Dataset extract:
========

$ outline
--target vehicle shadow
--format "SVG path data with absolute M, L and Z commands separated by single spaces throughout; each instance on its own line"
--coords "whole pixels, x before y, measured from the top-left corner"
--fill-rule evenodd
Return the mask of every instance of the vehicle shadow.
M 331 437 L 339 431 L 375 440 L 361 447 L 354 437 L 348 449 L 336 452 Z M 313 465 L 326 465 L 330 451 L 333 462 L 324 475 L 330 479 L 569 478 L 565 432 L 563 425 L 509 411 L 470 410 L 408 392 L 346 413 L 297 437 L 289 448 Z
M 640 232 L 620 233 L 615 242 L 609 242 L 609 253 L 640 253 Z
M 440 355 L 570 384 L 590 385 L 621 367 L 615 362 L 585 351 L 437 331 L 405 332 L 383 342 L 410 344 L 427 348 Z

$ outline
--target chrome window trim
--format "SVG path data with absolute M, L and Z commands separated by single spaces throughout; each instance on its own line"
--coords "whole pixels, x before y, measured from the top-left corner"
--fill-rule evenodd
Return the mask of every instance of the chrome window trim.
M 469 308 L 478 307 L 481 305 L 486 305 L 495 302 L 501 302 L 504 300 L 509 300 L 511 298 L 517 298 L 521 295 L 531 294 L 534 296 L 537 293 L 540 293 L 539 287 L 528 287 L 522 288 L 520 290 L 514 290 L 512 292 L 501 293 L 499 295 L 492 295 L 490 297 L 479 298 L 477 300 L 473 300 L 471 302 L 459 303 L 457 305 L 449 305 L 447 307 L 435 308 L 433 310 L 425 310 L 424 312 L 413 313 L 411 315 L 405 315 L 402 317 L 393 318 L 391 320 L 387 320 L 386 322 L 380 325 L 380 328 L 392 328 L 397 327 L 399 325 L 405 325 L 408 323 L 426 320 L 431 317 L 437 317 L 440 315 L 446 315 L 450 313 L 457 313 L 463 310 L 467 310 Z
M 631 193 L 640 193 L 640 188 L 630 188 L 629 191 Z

========

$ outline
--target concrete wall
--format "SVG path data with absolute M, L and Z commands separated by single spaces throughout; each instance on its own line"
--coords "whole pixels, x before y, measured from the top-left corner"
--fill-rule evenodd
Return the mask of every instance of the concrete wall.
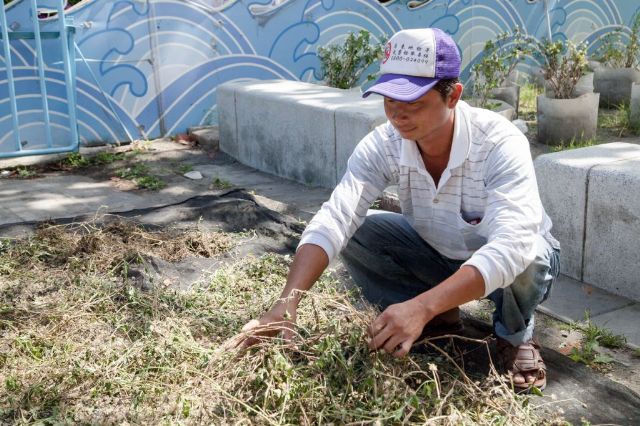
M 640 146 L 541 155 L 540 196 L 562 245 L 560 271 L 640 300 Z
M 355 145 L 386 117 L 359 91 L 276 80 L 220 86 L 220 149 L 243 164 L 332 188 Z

========

Exercise: Please transcribe only the lines in the records above running from the line that has "Return the mask of every instance of the vehicle" through the line that has "--target chrome window trim", both included, exactly as they appear.

Answer area:
Return the mask of every instance of the vehicle shadow.
M 331 437 L 339 431 L 375 440 L 361 447 L 354 437 L 348 449 L 336 452 Z M 313 465 L 326 465 L 330 451 L 333 462 L 324 475 L 330 479 L 569 478 L 565 432 L 563 425 L 509 411 L 470 410 L 408 392 L 346 413 L 297 437 L 289 448 Z
M 640 232 L 620 233 L 615 242 L 609 242 L 609 253 L 640 253 Z
M 440 355 L 570 384 L 590 385 L 621 367 L 615 362 L 585 351 L 437 331 L 405 332 L 383 342 L 410 344 L 427 348 Z

$ outline
--target chrome window trim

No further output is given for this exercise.